__所给文本__:
Java多线程与信号量探究

前言

最近在写一个文件批处理框架，用到了Java多线程池。业务需要：

提供一个在多线程场景下能够捕捉线程池内线程异常并且上抛到调用方的机制，以实现在多线程提交过程当中，出现异常快速失败FailFast的功能。
能够控制任务提交到线程池的速度

对于任务提交速度的控制，使用Semaphore信号量进行控制。

对于捕获多线程执行异常的情况，方案有两种：

在提交到线程池的Runnable中，对业务逻辑做异常捕获，如果抛出异常，则将标志位写入Redis，任务提交的代码每隔N个任务检查一次Redis标记位，如果发现异常，则立即停止任务提交。
在线程池中对submit()方法返回的Future<?>对象进行缓存，每隔N个任务遍历一次缓存的Future<?>，通过调用其get()方法，如果异常存在则直接抛出。

ThreadPoolExecutor

先回顾一下JDK提供的经典线程池ThreadPoolExecutor 构造方法：

java

public ThreadPoolExecutor(int corePoolSize,
                              int maximumPoolSize,
                              long keepAliveTime,
                              TimeUnit unit,
                              BlockingQueue<Runnable> workQueue,
                              ThreadFactory threadFactory,
                              RejectedExecutionHandler handler) {
        // some basic verification code
    }

corePoolSize 用于设置线程池核心线程数（除非用的AsynchronousQueue，否则核心线程意味着不会被线程池回收的线程）
maximumPoolSize 用于设置线程池最大线程数（在keepAliveTime后，非核心线程会被线程池回收）
keeyAliveTime用于设置非核心线程存活时间
unit作为TimeUnit类型用于设置存活时间单位（微秒，毫秒，秒，分，时，日）
workQueue提供一个任务队列给线程池使用，常用的有：
1. LinkedBlockingQueue链表实现，可以设置队列长度，不设置的话默认为无界队列（不推荐使用无界队列，容易资源耗尽）
2. ArrayBlockingQueue数组实现，必须设置队列长度，因为在线程池中要经常进行出入队操作，所以链表实现会比数组实现性能要高一些（纯个人猜想，没有做过验证）
3. PriorityBlockingQueue优先级队列，数组实现，二分查找实现排序，必须设置队列长度
threadFactory线程工厂，线程池内部调用工厂获取线程，不设置的话就用DefaultThreadFactory
handler线程池拒绝策略，线程池达到最大且等待队列满的情况下调用拒绝策略，JDK提供了四个默认的拒绝策略实现：
1. AbortPolicy直接拒绝，抛出RejectedExecutionException给线程池调用方
2. CallerRunsPolicy调用者执行策略，即调用方来执行任务
3. DiscardOldestPolicy扔掉等待队列中的头节点，即等待时长最久的任务，不抛出异常，继续执行当前提交的任务（不推荐）
4. DiscardPolicy扔掉当前提交到线程池的任务，不抛出异常，线程池继续运行（不推荐）

上述就是线程池的全部构造参数，这里不做展开，内容很简单，可以直接看源代码就行。

__存储记录__:
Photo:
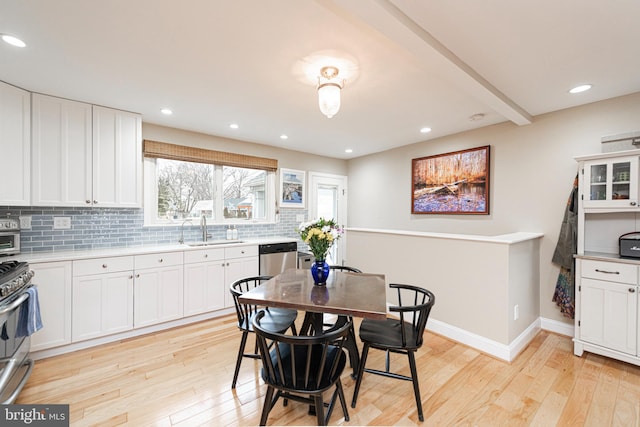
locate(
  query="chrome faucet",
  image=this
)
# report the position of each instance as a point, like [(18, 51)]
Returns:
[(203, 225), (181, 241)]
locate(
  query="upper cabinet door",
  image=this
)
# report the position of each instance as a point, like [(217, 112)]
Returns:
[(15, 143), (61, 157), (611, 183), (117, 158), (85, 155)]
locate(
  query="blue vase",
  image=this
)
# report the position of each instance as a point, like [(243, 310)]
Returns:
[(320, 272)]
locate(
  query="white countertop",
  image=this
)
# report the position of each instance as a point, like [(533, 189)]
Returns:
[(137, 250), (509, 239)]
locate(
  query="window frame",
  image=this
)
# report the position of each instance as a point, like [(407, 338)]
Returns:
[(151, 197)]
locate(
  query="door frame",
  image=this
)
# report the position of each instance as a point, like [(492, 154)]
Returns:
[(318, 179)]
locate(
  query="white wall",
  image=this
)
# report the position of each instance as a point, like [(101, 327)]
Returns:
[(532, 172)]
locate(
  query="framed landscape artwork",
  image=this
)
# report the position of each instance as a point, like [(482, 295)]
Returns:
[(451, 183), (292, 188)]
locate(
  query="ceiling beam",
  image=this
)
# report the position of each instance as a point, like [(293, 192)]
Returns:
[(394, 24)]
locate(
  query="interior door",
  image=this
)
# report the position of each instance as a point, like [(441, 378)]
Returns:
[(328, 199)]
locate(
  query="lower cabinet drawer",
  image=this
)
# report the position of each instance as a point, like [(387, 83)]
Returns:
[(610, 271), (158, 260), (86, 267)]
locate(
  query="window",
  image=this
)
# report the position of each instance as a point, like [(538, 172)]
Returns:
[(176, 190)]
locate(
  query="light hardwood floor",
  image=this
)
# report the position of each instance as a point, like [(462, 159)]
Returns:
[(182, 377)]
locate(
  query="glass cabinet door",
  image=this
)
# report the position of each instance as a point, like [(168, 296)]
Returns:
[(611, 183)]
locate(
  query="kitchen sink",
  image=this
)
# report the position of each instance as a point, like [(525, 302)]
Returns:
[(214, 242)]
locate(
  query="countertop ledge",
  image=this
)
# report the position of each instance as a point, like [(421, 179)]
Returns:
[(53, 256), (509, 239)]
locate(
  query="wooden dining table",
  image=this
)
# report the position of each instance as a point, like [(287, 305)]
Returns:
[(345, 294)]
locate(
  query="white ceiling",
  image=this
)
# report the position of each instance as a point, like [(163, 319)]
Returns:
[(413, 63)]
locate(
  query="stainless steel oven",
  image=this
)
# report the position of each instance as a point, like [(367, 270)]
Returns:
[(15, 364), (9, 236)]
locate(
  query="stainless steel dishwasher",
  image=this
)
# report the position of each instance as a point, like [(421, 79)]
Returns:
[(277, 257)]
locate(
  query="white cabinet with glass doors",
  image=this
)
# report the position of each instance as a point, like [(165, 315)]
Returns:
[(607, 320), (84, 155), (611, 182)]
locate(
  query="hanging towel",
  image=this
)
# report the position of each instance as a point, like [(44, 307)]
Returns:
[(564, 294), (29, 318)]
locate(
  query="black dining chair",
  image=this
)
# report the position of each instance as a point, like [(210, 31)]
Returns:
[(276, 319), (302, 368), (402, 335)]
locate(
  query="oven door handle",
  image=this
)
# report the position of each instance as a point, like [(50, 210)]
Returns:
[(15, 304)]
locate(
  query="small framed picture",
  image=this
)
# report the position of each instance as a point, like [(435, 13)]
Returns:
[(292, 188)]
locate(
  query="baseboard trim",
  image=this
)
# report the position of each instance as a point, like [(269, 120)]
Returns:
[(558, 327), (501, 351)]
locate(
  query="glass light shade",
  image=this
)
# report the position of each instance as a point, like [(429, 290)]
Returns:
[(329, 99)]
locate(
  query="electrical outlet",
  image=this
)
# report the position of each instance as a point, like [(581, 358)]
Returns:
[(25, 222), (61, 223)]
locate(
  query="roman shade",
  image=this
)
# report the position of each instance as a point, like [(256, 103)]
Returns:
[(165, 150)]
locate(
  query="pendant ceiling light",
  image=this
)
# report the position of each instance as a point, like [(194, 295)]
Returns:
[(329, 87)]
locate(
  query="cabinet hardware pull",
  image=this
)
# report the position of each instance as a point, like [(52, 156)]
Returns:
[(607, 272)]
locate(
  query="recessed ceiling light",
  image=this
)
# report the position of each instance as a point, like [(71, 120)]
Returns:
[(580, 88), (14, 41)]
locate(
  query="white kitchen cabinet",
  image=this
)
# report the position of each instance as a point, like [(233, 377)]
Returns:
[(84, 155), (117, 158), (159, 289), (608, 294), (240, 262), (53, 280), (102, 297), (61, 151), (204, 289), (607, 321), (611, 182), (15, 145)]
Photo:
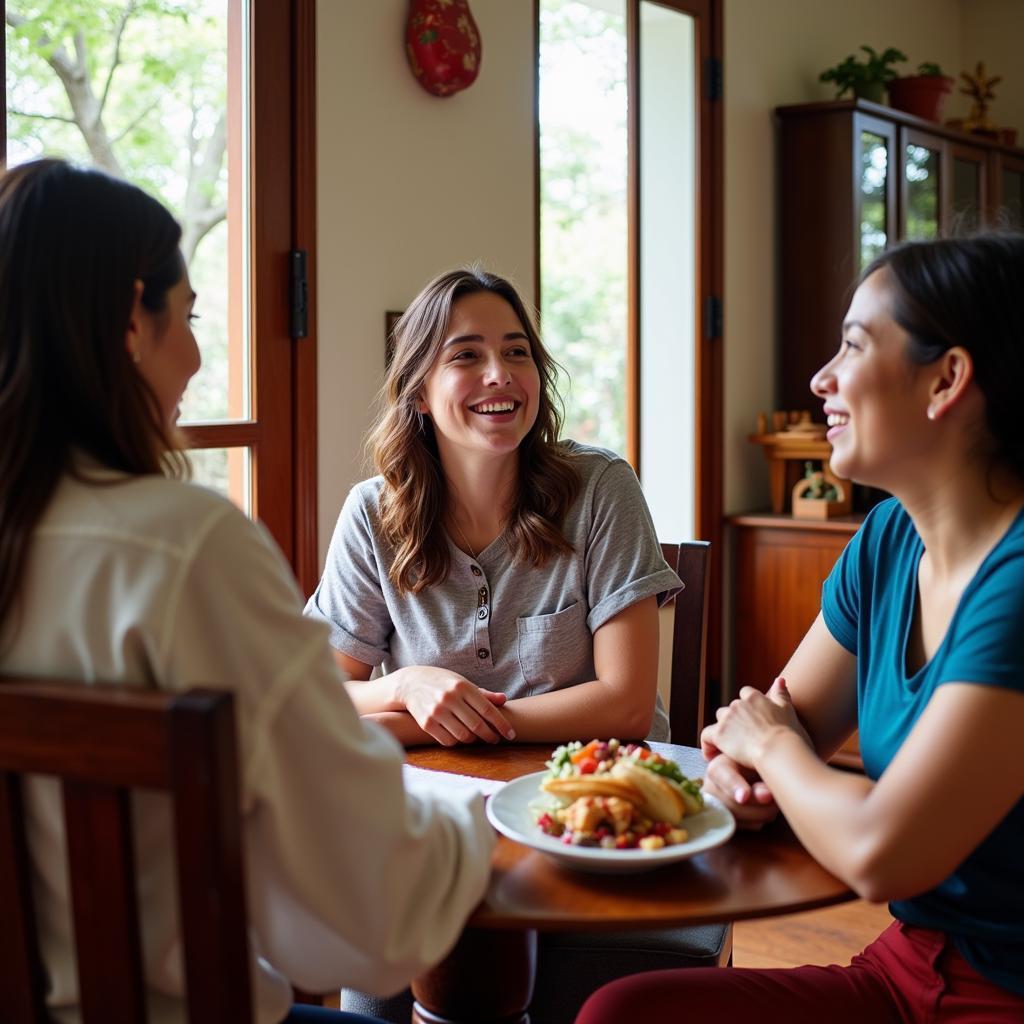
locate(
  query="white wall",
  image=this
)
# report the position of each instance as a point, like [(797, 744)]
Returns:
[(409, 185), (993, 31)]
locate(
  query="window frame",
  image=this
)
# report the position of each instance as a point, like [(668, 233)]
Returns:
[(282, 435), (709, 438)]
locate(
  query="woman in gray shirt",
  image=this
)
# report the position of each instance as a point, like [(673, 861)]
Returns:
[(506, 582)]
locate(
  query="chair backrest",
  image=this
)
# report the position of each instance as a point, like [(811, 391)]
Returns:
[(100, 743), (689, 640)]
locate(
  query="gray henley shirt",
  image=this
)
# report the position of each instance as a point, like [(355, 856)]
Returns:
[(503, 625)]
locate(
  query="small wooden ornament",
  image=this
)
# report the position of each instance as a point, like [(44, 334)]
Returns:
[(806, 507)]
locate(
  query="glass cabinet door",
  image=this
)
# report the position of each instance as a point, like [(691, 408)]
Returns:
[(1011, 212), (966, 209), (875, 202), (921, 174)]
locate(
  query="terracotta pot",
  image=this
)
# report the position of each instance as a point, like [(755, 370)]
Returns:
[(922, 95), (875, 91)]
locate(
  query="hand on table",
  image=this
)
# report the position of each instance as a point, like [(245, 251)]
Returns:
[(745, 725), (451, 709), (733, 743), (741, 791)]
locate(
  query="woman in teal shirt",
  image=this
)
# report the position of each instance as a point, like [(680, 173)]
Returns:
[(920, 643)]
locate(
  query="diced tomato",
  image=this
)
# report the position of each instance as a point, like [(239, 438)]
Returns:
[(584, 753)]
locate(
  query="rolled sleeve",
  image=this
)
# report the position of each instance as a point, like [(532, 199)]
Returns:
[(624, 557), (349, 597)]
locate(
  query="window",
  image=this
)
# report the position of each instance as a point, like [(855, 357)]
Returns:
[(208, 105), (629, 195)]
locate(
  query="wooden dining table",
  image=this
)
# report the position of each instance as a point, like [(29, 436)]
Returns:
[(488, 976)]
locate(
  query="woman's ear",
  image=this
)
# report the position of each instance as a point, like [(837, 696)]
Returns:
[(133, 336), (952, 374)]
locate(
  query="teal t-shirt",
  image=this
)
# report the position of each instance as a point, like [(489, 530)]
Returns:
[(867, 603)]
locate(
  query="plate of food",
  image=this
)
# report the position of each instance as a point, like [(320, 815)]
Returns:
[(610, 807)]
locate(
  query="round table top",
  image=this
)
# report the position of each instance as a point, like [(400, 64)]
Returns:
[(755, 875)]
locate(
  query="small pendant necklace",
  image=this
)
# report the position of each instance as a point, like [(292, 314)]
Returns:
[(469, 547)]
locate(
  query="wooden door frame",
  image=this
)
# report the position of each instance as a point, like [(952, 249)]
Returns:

__任务要求__:
(1) 请原样输出Java多线程文章里从“能够控制任务提交到线程池的速度”开始、一直到“法，如果异常存在则直接抛出。”为止的那一段。
(2) 请接着Java多线程文章的最后一句往下续写。
上面的列表和这篇Java多线程文章没有关系。

__任务答案__:
(1)
能够控制任务提交到线程池的速度

对于任务提交速度的控制，使用Semaphore信号量进行控制。

对于捕获多线程执行异常的情况，方案有两种：

在提交到线程池的Runnable中，对业务逻辑做异常捕获，如果抛出异常，则将标志位写入Redis，任务提交的代码每隔N个任务检查一次Redis标记位，如果发现异常，则立即停止任务提交。
在线程池中对submit()方法返回的Future<?>对象进行缓存，每隔N个任务遍历一次缓存的Future<?>，通过调用其get()方法，如果异常存在则直接抛出。

(2)
添加线程的方法如下：

java

public void execute(Runnable command) {
        if (command == null)
            throw new NullPointerException();
        /*
         * Proceed in 3 steps:
         *
         * 1. If fewer than corePoolSize threads are running, try to
         * start a new thread with the given command as its first
         * task.  The call to addWorker atomically checks runState and
         * workerCount, and so prevents false alarms that would add
         * threads when it shouldn't, by returning false.
         *
         * 2. If a task can be successfully queued, then we still need
         * to double-check whether we should have added a thread
         * (because existing ones died since last checking) or that
         * the pool shut down since entry into this method. So we
         * recheck state and if necessary roll back the enqueuing if
         * stopped, or start a new thread if there are none.
         *
         * 3. If we cannot queue task, then we try to add a new
         * thread.  If it fails, we know we are shut down or saturated
         * and so reject the task.
         */
        int c = ctl.get();
        if (workerCountOf(c) < corePoolSize) {
            if (addWorker(command, true))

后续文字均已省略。